The car was totally hand-built by a tiny crew, but, as all modern vehicles, needed chips to function. The news item showed a workplace full of cars which looked totally ready for the road but couldn’t be sold because of the missing crucial components from Nexperia.
The CEO explained that they were on the verge of bankruptcy because they couldn’t deliver. Switching to other chips would require redoing the car’s roadworthiness certifications by the government, leading to immense delays, and again, likely bankruptcy.
Halts in supply of critical mature node chips can cause breakdowns of server production in the EU. The chips banned by China included power management ICs, diodes, and transistors, which are crucial for server power supplies, cooling systems, and connectivity.
EU-based companies producing racks, power supplies, or cooling systems faced shortages of critical components. Without Nexperia’s chips, they couldn’t complete production lines.
Dell and HPE reported delays in server deliveries to EU customers due to shortages of power management chips and connectivity ICs. EU companies OVHcloud (France) and Hetzner (Germany) faced longer lead times for server hardware, forcing them to delay data center expansions or increase prices for customers due to component shortages. Both are leading the effort for the EU to become more independent of the US. But are now impacted by the looming trade war with China.
As a small software company we’re selling hosting as part of our maintenance subscription package. What if we can’t supply our customers with servers on which to run their applications? Hasn’t happened yet, but it looks like we were just lucky.
What’s happening now, in the aftermath of Nexperia’s splitup?
China lifted its export ban on some Nexperia chips in late 2025, but supply remains unstable. Server manufacturers are stockpiling components and exploring alternative suppliers, but switching is slow and costly.
The cost of power management chips and discrete semiconductors has risen by 15–20% for EU buyers, as suppliers pass on the risks of geopolitical disruptions
Operators in Amsterdam (Equinix, Interxion) have delayed expansions due to uncertainty over chip supplies for server hardware.
Manufacturers like Beckhoff Automation (factory automation) are facing lead times of 6+ months for mature node chips, forcing them to design around shortages by using older, less efficient components.
The custom carmaker’s potential bankruptcy and EU server delays show that no business is too small to be affected.
No business is so local so as to be unaffected by global breakdowns. Your local grocer? How about if their POS needs to be replaced? Let alone the management of their suppliers.
If you have the feeling that the world is growing more volatile every day, I think you’re right. Myself, I dare not watch the news.
Just a few years ago, most of us here in the west were enjoying the fruits of global trade. That it wasn’t as nice for those toiling in sweatshops was apparently considered acceptable, and I guess that goes for me, my family and my company. For which I should be ashamed.
But now a completely new situation is appearing, where the sweatshops of the world now belong to one of the three emerging power structures. Each fighting for dominion over the other two.
That the Act that forced Wingtech to divest its power over Nexperia dated from the age of the Cold War is no less than symbolic. But it least that war stayed cold. Because actually, the current power struggle, combined with an increasingly erratic and desperate would-be despot in the White House, and a China now a full-on world power, reminds more of the dramatic decades before the second world war.
Talk about how the global affects the local.
But maybe it’s just my over-active imagination. Because those times didn’t have the history behind them of how global trade changed ordinary people’s lives in a positive way.
They say history repeats itself. Just not in the way you think.
Header picture: The Sino-Dutch conflicts were a series of conflicts between the Ming dynasty of China and the Dutch East India Company over trade and land throughout the 1600’s. The Dutch were attempting to compel China to accede to their trade demands, but the Chinese defeated the Dutch forces.

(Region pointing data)
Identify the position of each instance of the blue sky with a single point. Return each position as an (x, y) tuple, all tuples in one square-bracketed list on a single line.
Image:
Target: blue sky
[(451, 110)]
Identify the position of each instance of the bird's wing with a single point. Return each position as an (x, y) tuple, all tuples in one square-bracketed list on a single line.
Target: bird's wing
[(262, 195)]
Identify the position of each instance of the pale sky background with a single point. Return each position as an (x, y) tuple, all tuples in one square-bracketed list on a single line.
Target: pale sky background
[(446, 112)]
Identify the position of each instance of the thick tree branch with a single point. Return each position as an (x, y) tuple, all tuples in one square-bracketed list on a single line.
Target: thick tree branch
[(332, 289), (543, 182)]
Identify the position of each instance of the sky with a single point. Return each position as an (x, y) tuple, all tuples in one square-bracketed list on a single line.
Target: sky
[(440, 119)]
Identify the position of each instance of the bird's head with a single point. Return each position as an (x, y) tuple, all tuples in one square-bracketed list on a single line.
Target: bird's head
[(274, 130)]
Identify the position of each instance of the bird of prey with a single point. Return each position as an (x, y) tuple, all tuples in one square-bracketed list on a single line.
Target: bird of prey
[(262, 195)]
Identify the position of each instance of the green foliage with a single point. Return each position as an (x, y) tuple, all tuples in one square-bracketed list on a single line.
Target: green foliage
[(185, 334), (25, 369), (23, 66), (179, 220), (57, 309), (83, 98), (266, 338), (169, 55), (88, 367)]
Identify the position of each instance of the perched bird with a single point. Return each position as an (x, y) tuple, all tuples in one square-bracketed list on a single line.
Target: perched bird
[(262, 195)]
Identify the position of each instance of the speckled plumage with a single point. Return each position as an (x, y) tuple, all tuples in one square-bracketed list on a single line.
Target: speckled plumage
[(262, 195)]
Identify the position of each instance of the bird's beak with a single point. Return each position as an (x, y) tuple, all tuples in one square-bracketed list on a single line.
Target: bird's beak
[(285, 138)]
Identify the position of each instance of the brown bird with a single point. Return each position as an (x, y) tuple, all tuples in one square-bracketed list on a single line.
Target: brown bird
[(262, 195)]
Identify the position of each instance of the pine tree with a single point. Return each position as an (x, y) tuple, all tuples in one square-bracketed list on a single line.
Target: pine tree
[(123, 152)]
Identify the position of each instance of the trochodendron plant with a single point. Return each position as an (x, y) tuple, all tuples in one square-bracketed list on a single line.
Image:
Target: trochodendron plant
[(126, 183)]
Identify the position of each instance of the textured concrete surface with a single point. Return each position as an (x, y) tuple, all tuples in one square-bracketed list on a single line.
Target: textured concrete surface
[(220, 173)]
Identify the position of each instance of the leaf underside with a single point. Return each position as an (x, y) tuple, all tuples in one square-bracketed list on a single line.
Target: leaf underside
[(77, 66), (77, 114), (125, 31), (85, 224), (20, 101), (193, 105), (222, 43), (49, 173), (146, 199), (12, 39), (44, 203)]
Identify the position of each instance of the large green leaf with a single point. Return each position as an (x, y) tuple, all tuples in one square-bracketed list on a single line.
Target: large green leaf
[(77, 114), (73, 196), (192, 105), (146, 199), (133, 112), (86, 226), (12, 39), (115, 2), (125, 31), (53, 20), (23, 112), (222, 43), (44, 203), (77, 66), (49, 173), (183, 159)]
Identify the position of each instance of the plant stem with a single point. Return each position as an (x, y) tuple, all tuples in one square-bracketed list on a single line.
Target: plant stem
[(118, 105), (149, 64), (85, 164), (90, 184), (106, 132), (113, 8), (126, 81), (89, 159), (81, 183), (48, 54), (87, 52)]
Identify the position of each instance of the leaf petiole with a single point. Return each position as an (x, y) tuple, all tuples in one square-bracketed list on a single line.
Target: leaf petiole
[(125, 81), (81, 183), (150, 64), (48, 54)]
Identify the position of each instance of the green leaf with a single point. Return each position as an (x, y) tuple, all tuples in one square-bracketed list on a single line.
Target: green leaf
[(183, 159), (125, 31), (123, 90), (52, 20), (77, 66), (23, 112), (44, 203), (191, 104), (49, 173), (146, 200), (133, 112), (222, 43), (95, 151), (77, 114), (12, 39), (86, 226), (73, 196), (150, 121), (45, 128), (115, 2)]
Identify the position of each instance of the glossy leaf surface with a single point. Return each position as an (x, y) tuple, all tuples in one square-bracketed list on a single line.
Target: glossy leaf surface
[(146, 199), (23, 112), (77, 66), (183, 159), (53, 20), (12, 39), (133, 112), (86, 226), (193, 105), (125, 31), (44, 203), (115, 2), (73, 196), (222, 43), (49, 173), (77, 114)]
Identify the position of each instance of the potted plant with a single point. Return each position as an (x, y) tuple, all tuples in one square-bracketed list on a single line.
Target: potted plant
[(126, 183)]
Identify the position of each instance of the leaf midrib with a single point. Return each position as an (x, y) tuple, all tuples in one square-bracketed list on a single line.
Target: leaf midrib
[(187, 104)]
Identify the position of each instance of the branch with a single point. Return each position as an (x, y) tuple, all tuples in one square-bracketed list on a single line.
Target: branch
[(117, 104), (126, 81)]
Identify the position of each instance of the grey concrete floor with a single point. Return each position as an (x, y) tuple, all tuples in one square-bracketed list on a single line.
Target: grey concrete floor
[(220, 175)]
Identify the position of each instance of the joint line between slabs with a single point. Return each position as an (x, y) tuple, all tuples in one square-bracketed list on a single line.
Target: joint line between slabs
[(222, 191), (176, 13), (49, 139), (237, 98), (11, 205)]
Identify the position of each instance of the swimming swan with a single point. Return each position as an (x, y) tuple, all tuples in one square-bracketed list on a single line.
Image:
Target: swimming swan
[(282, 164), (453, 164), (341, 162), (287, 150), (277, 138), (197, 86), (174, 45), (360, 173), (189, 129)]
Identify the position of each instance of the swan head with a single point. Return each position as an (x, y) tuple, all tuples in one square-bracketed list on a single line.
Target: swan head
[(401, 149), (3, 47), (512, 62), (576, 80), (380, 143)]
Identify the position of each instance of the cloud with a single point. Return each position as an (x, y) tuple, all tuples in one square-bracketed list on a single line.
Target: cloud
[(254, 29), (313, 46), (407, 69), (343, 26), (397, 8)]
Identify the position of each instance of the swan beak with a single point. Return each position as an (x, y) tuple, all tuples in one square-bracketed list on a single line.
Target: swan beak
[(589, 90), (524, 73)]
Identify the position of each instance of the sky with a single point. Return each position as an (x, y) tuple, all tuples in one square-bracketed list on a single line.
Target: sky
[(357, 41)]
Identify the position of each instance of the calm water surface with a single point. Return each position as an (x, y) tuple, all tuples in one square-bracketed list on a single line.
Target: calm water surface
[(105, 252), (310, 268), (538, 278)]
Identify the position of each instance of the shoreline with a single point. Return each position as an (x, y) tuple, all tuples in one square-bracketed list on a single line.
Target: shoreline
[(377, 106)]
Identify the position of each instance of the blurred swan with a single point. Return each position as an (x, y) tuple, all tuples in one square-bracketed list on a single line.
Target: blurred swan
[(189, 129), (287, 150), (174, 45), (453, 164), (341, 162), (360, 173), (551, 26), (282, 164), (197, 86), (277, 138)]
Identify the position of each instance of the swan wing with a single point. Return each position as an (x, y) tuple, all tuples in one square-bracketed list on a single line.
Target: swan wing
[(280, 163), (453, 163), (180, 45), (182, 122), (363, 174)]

What you have to do:
Answer these questions from the Nexperia chip shortage text:
(a) By how much has the cost of power management chips and discrete semiconductors risen for EU buyers?
(b) What lead times does Beckhoff Automation face for mature node chips?
(c) Which two EU companies faced longer lead times for server hardware?

Output below:
(a) By 15–20%.
(b) Lead times of 6+ months.
(c) OVHcloud (France) and Hetzner (Germany).